- **Text shown**:
>>>>>

3. The method according to claim 1, wherein, in the first
subsystem, there is a reflector and the distance between the
transducer and the reflector is a constant value, and, in the
second subsystem, there is no physical element as a reflector but
reflection of the ultrasonic waves takes place thanks to the
interface of the fluid mixture with the vapor space in the
tank.
4. The method according to claim 1, wherein the physical quantity
indicative of the concentration is the concentration itself and the
physical quantity indicative of the level is the level itself.
5. The method according to claim 1, wherein when key is off:
memorizing the last known concentration and last known level of the
fluid mixture within the tank; when key is on, sequentially: a)
having a new level determined by the dual-sensing system; b) if the
new level and memorized last known level are not the same, stopping
the carrying out of the method; c) having a new concentration value
determined by the first ultrasound subsystem; and d) if the last
known concentration value and new concentration value are not the
same, emitting a malfunction signal indicative of a
malfunction.

<<<<<

- **Given records**:
>>>>>

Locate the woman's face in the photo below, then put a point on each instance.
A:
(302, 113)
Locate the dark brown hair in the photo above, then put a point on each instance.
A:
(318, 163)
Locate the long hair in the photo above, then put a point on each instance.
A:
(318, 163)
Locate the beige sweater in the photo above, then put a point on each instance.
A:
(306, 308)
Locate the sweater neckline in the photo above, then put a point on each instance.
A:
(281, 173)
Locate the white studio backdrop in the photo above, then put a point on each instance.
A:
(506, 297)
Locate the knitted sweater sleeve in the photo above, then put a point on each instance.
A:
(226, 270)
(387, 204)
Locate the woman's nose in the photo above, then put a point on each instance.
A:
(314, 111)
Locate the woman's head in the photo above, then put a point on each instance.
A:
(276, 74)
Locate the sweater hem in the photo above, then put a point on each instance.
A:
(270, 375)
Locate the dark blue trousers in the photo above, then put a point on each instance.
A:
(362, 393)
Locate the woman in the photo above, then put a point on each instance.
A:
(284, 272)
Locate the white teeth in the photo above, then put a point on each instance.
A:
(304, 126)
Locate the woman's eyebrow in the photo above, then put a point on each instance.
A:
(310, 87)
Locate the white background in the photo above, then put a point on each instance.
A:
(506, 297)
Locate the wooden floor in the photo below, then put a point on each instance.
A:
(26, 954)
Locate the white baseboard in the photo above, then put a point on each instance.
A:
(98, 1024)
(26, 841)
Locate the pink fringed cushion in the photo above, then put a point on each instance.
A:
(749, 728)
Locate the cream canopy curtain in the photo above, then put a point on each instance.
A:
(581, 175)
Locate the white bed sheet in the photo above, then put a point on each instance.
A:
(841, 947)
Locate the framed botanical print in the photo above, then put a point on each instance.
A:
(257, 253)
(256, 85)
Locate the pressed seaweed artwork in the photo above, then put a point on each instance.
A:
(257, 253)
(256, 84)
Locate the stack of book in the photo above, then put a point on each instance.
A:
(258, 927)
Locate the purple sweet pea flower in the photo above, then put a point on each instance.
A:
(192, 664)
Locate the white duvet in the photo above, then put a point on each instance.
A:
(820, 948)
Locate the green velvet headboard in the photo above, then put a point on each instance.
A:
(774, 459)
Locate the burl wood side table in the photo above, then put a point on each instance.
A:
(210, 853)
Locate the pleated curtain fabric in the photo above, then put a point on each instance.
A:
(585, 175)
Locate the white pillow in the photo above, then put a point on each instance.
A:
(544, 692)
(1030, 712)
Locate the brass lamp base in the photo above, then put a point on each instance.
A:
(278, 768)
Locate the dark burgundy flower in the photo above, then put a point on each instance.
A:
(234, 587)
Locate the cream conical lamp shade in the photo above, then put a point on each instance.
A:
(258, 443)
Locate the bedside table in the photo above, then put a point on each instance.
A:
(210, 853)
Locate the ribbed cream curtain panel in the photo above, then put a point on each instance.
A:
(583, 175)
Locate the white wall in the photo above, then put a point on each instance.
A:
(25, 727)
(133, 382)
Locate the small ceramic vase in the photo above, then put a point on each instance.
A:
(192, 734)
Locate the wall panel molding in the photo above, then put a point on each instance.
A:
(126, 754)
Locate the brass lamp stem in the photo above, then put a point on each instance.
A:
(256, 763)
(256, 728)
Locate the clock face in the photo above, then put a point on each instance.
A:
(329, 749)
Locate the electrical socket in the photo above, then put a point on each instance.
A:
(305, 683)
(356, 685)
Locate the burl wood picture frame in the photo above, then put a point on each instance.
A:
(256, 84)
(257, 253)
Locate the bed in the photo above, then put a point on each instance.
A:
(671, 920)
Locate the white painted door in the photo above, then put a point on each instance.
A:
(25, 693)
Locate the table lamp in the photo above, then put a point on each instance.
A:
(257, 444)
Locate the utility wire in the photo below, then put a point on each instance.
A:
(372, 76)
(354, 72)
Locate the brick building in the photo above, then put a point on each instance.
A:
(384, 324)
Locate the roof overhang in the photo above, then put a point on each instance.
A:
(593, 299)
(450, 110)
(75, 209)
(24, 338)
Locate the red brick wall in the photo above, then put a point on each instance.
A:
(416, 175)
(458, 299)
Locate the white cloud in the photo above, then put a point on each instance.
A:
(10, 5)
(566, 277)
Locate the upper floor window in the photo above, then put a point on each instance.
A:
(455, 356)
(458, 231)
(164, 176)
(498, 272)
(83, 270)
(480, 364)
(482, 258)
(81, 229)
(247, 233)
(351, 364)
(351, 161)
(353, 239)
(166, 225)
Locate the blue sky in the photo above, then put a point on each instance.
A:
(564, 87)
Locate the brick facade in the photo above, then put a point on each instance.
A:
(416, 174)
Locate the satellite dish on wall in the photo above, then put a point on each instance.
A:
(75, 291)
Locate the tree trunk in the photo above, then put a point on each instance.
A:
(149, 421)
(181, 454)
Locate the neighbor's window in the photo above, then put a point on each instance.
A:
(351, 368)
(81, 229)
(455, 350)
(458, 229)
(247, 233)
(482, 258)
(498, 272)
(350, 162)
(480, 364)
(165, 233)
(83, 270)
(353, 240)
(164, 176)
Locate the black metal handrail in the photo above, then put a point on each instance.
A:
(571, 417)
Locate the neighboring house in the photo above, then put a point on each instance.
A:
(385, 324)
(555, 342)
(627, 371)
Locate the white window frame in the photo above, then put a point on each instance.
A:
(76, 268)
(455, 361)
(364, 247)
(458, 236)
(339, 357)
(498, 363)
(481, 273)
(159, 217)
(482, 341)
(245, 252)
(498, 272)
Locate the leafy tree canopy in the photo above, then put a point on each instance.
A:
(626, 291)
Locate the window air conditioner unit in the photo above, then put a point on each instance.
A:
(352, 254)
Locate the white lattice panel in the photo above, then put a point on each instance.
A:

<<<<<

- **Exercise task 1**: From the claims on ultrasonic tank sensing, list the four lettered steps carried out in sequence when the key is on.
- **Exercise task 2**: Please carry on the claims on ultrasonic tank sensing from the point where they stop.
The material comes from a separate source.

- **Exercise result 1**:
a) having a new level determined by the dual-sensing system
b) if the new level and memorized last known level are not the same, stopping the carrying out of the method
c) having a new concentration value determined by the first ultrasound subsystem
d) if the last known concentration value and new concentration value are not the same, emitting a malfunction signal indicative of a malfunction

- **Exercise result 2**:
6. The method according to claim 1, wherein the physical quantity
indicative of the concentration is the speed of sound within the
fluid mixture.
7. The method according to claim 1, wherein the physical quantity
indicative of the level of fluid mixture is the distance between
the transducer and the interface fluid/vapor space in the second
subsystem.
8. The method according to claim 6, wherein when key is off:
memorizing the last known speed of sound value and distance value;
when key is on, sequentially: detecting an unchanged position of
the interface of the fluid mixture with a vapor space within the
tank between key off and key on, by comparing the memorized
distance value with a new distance value provided by the
dual-sensing system; operating the second ultrasound subsystem for
determining a new speed of sound value; and determining a
malfunction of the first ultrasound subsystem using the first and
second speed of sound values.
9. The method according to claim 1, wherein the physical quantity
indicative of the concentration is the duration of a predetermined
number of reflections of ultrasonic waves within the fluid mixture
on the known distance between the transducer and the reflector of
the first subsystem.
10. The method according to claim 1, wherein the physical quantity
indicative of the level is the duration of a predetermined number
of reflections of ultrasonic waves within the fluid mixture on the
distance between the transducer and the interface liquid/space
vapor in the second subsystem.
11. The method according to claim 1, wherein the fluid mixture is
an aqueous urea solution.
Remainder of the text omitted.